- Okunacak metin:

============================================================

Emsal Mahkeme Kararı Antalya Bölge Adliye Mahkemesi 4. Hukuk Dairesi 2021/167 E. 2021/1412 K. 02.09.2021 T.

Görüntülediğiniz mahkeme kararı kesinleşmiş bir karardır.

T.C.
ANTALYA
BÖLGE ADLİYE MAHKEMESİ
DÖRDÜNCÜ HUKUK DAİRESİ

TÜRK MİLLETİ ADINA İSTİNAF KARARI

İNCELENEN DOSYANIN
MAHKEMESİ :ANTALYA 1. ASLİYE TİCARET MAHKEMESİ
TARİHİ : 29/09/2020
DAVA : Maddi ve Manevi Tazminat

KARAR TARİHİ : 02/09/2021
KARAR YAZIM TARİHİ: 03/09/2021

Taraflar arasındaki davanın yapılan yargılaması sonunda ilk derece mahkemesince verilen, yukarıda tarih ve numarası gösterilen kararına karşı taraf vekillerince istinaf başvurusunda bulunulmakla, dosyada duruşma yapılmasını gerektiren eksiklik görülmediğinden Hukuk Muhakameleri Kanunu’nun 353/1-a-6-son cümle uyarınca istinaf incelemesinin duruşmasız yapılmasına karar verilerek, dosya incelendi;

GEREĞİ DÜŞÜNÜLDÜ

DAVACI İSTEMİNİN ÖZETİ:
Davacı vekili dava dilekçesinde özetle;
Davacı müvekkilinin sürücüsü olduğu … plaka sayılı araç ile davalı …’nın sürücüsü, davalı …’ın işleteni ve davalı … şirketinin zorunlu mali mesuliyet sigortacısı olduğu … plaka sayılı araç arasında meydana gelen trafik kazası sonucu davacı müvekkilinin yaralandığından bahisle, fazlaya ilişkin hakları saklı kalmak kaydıyla tedavi ve iş görmezlik zararı nedeniyle 30.000,00 TL maddi tazminatın tüm davalılardan, 30.000,00 TL manevi tazminatın ise davalılar … ve …’tan 19/08/2006 olay tarihinden itibaren işleyecek avans faizi ile birlikte tahsiline karar verilmesini talep etmiştir.
DAVALI CEVABININ ÖZETİ:
Davalı … vekili ile … benzer davaya cevap dilekçelerinde özetle; trafik kazasının Sarıgöl’de meydana geldiği, bu nedenle Sarıgöl mahkemelerinin yetkili olduğu, davanın zamanaşımına uğradığı, trafik kazasının meydana gelmesinde davacının kusurlu olduğu, talep edilen tazminatların fahiş olduğunu beyanla davanın reddini istemiştir.

============================================================

- Yapmanız gerekenler:
A. Aşağıdaki kayıtlarda "every" dizesini içeren her satırı kopyalayıp listeleyin; büyük-küçük harf ayrımı önemlidir.
B. Yukarıdaki istinaf kararını, son cümlesinden sonra kaldığı yerden sürdürün.

============================================================

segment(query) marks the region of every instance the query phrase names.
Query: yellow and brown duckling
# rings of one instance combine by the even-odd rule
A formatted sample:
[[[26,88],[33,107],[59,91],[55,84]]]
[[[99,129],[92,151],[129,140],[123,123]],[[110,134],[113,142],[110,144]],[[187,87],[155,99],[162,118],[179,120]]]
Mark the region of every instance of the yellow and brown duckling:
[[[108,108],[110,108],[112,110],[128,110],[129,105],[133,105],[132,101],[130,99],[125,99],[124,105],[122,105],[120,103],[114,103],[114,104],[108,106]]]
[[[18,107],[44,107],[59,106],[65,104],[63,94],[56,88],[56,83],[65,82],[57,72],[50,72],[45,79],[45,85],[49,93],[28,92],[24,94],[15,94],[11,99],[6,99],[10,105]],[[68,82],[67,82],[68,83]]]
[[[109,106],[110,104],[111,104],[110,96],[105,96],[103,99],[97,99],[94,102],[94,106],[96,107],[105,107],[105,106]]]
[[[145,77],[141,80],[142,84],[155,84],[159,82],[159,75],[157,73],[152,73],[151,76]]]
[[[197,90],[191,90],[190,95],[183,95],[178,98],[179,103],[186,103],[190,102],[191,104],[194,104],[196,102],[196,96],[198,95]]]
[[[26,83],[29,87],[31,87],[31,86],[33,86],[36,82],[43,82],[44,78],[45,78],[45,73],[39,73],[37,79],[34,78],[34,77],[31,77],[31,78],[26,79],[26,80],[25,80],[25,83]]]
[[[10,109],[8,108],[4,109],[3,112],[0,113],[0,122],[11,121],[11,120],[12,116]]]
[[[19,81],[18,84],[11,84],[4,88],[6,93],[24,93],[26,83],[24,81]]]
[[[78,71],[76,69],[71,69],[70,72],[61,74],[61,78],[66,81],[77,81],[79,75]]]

============================================================

- Görev yanıtları:
A.
segment(query) marks the region of every instance the query phrase names.
Mark the region of every instance of the yellow and brown duckling:

B.
Davalı (…) vekili davaya cevap dilekçesinde özetle; davanın zamanaşımına uğradığı, müvekkili şirketin sorumluluğunun poliçe limiti ve araç sürücünün kusuru nispetinde olduğu, 6111 Sayılı Yasa uyarınca geçici işgörmezlik tazminatı ile tedavi ve bakıcı giderlerininden sigorta şirketlerinin sorumluluğu bulunmadığını beyanla davanın reddini istemiştir.
DELİLLER :
Alaşehir Ağır Ceza Mahkemesinin …esas, …karar sayılı dosya örneği, davacıya ait tedavi evrakları, maluliyet raporları, kusur raporları, tazminat bilirkişi raporu, tüm dosya kapsamı.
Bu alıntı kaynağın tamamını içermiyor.